- [Problem to solve]:
Please recast the records from the start through the line containing "box: [72, 252, 139, 280]" as a Markdown table with the columns Row and Line, leaving out blank lines. Cover only that stretch, both ends included.

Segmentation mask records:
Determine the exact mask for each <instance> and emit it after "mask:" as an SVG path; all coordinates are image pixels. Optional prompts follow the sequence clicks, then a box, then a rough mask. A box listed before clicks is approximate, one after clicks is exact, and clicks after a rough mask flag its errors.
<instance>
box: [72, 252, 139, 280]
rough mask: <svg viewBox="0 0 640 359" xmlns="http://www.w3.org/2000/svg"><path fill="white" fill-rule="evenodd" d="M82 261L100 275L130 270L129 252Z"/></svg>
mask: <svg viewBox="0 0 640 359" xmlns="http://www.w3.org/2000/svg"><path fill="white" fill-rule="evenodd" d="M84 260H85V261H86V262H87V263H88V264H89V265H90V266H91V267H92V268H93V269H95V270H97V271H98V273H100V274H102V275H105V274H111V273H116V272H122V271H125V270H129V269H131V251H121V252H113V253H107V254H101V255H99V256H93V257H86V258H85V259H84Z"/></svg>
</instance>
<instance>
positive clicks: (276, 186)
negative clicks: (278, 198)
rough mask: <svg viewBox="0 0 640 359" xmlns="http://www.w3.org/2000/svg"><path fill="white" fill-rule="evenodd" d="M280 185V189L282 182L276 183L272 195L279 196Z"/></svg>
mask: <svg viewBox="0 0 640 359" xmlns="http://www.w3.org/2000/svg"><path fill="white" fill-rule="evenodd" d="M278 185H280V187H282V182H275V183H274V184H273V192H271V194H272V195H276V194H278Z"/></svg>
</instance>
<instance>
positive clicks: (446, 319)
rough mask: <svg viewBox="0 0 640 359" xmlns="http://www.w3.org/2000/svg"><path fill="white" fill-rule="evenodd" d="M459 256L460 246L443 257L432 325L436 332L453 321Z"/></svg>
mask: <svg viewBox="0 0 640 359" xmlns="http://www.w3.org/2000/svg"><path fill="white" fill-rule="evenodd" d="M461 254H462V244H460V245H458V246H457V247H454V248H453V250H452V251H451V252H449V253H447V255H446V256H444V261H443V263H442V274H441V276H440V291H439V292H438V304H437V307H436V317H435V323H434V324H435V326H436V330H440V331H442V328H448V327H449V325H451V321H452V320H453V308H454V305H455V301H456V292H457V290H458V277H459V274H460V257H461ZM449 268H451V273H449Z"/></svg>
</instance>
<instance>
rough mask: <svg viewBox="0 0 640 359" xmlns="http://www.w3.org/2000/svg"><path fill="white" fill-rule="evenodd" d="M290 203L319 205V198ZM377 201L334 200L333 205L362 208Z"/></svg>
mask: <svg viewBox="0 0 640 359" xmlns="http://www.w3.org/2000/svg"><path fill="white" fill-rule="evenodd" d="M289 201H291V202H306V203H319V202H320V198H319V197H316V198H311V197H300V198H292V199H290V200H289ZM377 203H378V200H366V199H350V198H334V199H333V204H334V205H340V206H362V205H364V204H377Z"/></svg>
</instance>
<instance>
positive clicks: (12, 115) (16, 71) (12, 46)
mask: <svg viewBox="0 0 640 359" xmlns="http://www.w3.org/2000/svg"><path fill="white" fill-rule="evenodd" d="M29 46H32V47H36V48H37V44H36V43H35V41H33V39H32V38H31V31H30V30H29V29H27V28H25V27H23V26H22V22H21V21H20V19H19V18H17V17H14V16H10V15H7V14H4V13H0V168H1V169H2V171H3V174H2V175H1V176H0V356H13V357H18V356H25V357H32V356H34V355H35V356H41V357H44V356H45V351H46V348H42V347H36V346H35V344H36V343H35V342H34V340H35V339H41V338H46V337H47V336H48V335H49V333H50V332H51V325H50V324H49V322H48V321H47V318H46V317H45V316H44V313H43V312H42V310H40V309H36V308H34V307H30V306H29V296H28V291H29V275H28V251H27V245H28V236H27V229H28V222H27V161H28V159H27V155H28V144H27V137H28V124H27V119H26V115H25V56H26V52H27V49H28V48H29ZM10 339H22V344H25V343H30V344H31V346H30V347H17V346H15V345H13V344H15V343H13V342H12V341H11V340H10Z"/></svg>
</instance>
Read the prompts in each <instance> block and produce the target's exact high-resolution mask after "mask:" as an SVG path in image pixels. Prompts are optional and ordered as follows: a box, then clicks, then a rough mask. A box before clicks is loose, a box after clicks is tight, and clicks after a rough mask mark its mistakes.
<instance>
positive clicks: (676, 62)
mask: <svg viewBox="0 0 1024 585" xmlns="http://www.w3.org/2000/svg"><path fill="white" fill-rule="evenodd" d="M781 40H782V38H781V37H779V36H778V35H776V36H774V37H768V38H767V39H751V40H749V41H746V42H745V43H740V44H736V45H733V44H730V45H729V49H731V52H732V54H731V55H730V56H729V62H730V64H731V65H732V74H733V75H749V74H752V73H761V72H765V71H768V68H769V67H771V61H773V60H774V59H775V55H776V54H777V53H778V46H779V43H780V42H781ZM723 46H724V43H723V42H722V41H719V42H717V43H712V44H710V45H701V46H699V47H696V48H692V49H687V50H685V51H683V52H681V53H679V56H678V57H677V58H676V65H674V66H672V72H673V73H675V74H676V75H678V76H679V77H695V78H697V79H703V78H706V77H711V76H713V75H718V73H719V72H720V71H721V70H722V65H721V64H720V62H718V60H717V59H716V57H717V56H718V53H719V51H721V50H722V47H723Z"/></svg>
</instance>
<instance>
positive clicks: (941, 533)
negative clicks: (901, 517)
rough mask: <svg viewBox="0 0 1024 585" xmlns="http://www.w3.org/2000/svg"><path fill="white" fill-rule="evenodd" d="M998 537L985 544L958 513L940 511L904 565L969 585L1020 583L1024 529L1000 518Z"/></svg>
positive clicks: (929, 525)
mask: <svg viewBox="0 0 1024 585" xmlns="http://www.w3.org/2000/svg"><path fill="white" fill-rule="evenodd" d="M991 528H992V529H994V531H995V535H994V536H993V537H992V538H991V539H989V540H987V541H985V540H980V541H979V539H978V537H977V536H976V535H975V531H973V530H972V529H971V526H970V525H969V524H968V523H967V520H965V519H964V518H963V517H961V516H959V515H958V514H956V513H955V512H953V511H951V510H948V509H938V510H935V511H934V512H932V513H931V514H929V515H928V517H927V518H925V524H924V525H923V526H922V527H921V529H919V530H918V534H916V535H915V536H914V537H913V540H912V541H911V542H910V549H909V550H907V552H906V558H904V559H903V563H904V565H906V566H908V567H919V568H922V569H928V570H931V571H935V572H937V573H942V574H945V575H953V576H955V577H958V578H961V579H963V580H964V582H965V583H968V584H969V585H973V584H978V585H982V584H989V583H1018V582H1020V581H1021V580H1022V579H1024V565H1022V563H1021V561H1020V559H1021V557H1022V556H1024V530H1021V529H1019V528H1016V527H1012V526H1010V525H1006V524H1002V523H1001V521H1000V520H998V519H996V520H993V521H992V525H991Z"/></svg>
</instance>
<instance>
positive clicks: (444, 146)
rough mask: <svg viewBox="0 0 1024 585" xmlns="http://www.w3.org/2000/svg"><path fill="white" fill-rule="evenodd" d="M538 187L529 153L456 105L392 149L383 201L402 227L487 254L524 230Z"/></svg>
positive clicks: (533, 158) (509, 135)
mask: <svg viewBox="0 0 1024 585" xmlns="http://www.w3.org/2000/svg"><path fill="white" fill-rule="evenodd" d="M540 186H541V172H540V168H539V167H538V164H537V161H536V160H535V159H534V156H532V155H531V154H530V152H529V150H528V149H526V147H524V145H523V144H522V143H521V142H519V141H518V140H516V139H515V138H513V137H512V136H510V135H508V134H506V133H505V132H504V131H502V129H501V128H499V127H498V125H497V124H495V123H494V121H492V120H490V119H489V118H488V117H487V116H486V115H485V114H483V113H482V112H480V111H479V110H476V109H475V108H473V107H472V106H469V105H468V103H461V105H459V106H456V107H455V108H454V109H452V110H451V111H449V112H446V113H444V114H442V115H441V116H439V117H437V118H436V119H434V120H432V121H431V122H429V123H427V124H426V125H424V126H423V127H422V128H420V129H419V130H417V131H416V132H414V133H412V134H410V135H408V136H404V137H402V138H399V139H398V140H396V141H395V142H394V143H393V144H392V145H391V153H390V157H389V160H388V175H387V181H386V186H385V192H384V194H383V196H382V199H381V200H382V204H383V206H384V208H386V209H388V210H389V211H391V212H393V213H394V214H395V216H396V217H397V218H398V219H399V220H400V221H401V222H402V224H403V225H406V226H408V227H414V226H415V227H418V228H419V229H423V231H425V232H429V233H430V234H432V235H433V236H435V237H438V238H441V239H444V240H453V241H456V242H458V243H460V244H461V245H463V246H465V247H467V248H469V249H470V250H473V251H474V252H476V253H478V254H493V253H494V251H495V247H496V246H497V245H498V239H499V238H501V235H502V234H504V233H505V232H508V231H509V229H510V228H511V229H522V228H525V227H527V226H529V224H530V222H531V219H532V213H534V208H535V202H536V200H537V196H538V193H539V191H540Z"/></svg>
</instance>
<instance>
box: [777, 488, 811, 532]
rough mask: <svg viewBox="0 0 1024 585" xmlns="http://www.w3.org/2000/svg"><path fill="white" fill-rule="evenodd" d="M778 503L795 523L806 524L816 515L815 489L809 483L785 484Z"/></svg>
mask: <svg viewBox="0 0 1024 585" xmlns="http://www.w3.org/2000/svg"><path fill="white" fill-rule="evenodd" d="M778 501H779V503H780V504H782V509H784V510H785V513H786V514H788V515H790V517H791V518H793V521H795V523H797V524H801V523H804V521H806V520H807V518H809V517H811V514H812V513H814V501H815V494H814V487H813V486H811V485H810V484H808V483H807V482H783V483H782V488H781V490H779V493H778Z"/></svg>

- [Finished task]:
| Row | Line |
|---|---|
| 1 | Determine the exact mask for each <instance> and emit it after "mask:" as an SVG path; all coordinates are image pixels. Optional prompts follow the sequence clicks, then a box, then a rough mask. A box listed before clicks is approximate, one after clicks is exact, and clicks after a rough mask flag its errors. |
| 2 | <instance> |
| 3 | box: [72, 252, 139, 280] |